WORK REQUIRED
The records sit below this line. Repeat all of them exactly.
RECORDS FOR THIS TASK Start Marker
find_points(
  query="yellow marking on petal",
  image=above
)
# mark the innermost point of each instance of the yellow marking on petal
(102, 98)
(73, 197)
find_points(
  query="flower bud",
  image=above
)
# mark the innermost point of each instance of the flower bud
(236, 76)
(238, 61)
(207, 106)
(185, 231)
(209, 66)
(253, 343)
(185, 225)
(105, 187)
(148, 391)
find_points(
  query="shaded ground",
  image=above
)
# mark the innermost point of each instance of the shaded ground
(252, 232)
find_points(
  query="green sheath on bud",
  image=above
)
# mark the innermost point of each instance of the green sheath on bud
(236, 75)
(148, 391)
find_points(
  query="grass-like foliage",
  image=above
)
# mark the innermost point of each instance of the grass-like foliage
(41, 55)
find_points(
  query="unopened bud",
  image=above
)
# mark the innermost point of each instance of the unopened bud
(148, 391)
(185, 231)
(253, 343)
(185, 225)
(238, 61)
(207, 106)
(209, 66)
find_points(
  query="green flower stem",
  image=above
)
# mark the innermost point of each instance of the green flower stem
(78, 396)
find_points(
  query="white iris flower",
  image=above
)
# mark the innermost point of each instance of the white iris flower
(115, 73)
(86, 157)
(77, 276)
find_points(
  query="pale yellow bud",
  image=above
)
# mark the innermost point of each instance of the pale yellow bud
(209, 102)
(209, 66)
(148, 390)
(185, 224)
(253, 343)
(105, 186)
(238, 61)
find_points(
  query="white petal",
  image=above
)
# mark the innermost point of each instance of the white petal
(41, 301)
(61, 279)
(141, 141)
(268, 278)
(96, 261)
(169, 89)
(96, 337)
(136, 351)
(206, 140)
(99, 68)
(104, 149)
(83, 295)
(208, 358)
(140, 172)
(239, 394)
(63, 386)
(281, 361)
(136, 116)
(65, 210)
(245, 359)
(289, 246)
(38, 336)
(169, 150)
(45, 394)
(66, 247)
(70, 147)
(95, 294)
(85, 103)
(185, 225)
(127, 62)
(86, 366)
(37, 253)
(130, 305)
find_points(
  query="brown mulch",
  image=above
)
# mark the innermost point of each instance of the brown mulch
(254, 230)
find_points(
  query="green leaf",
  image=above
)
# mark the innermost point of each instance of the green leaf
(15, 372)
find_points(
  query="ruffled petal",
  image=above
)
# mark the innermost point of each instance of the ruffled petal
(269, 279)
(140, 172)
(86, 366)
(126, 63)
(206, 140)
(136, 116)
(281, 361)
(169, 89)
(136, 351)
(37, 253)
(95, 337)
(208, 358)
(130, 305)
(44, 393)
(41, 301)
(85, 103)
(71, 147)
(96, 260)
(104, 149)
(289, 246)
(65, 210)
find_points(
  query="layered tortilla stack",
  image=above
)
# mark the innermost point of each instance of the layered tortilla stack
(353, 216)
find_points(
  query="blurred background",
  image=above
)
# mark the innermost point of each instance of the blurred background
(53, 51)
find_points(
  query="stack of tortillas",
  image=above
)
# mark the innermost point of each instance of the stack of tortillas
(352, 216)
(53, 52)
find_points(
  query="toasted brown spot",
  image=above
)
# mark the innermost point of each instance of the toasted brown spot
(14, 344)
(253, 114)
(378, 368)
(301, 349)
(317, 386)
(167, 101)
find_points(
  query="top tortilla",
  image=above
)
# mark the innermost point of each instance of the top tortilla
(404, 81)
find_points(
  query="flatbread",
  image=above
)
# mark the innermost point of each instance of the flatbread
RECORDS FOR THIS TASK End Marker
RESULT FOR THIS EXERCISE
find_points(
  query="yellow marking on petal",
  image=above
)
# mark the innermost point of each instance of the yellow marking on petal
(102, 98)
(73, 197)
find_points(
  query="flower bud",
  image=above
)
# mark the innermost point of each instance of the flower bud
(236, 76)
(238, 61)
(207, 106)
(185, 231)
(209, 66)
(253, 343)
(185, 225)
(105, 187)
(148, 391)
find_points(
  query="shaded ground",
  image=above
)
# mark the innermost point of each instance of the shaded ground
(252, 232)
find_points(
  query="green sheath on bud",
  image=above
)
# mark the innermost point of each instance of the green sheath on bud
(236, 75)
(148, 391)
find_points(
  query="grass-like foliage",
  image=above
)
# mark the innermost point of each instance of the grass-like foliage
(41, 55)
find_points(
  query="unopened bud",
  image=above
)
# mark the innermost point of each instance of the unopened bud
(148, 391)
(185, 231)
(253, 343)
(185, 225)
(238, 61)
(207, 106)
(209, 66)
find_points(
  query="green flower stem",
  image=above
)
# mark the innermost point of each instance of the green flower stem
(78, 396)
find_points(
  query="white iris flower",
  image=above
)
# mark the innermost point of each instance of the white iris flower
(115, 73)
(86, 157)
(77, 276)
find_points(
  query="pale yellow bud",
  image=above
)
# mark the innermost point of each instance of the pale yellow bud
(209, 102)
(209, 66)
(148, 390)
(185, 224)
(253, 343)
(105, 186)
(238, 61)
find_points(
  query="white petal",
  image=above
)
# mark the innermost point of each instance of the white petal
(41, 301)
(61, 279)
(141, 141)
(268, 278)
(96, 261)
(169, 89)
(96, 337)
(136, 351)
(206, 140)
(99, 68)
(104, 149)
(83, 295)
(208, 358)
(140, 172)
(239, 394)
(63, 386)
(281, 361)
(136, 116)
(65, 210)
(245, 359)
(289, 246)
(38, 336)
(169, 150)
(45, 394)
(66, 247)
(70, 147)
(95, 294)
(85, 103)
(185, 225)
(127, 62)
(86, 366)
(37, 253)
(130, 305)
find_points(
  query="brown mulch",
  image=above
)
# mark the innermost point of each instance of the brown mulch
(254, 230)
find_points(
  query="green leaf",
  image=above
)
# mark the innermost point of each instance of the green leaf
(15, 372)
find_points(
  query="ruffled petal",
  image=above
)
# mark the innermost point of each instance of the ruffled petal
(269, 279)
(140, 172)
(86, 366)
(126, 63)
(206, 140)
(136, 116)
(281, 361)
(169, 89)
(136, 351)
(37, 253)
(95, 337)
(208, 358)
(130, 305)
(44, 393)
(41, 301)
(85, 103)
(71, 147)
(96, 260)
(104, 149)
(289, 246)
(65, 210)
find_points(
  query="layered tortilla stack",
  image=above
)
# mark the innermost point of each instance of the layered tortilla stack
(353, 216)
find_points(
  query="blurred background",
  image=above
)
# mark the innermost point of each instance of the blurred background
(53, 51)
find_points(
  query="stack of tortillas",
  image=above
)
# mark the innermost point of each instance of the stack of tortillas
(352, 216)
(53, 52)
find_points(
  query="toasted brown spot",
  image=above
)
# mark the innermost point of each instance of the toasted brown spot
(14, 344)
(253, 114)
(378, 368)
(301, 349)
(317, 386)
(167, 101)
find_points(
  query="top tortilla",
  image=above
)
# mark the innermost point of each instance of the top tortilla
(404, 81)
find_points(
  query="flatbread",
  image=above
)
# mark the innermost point of each instance of the flatbread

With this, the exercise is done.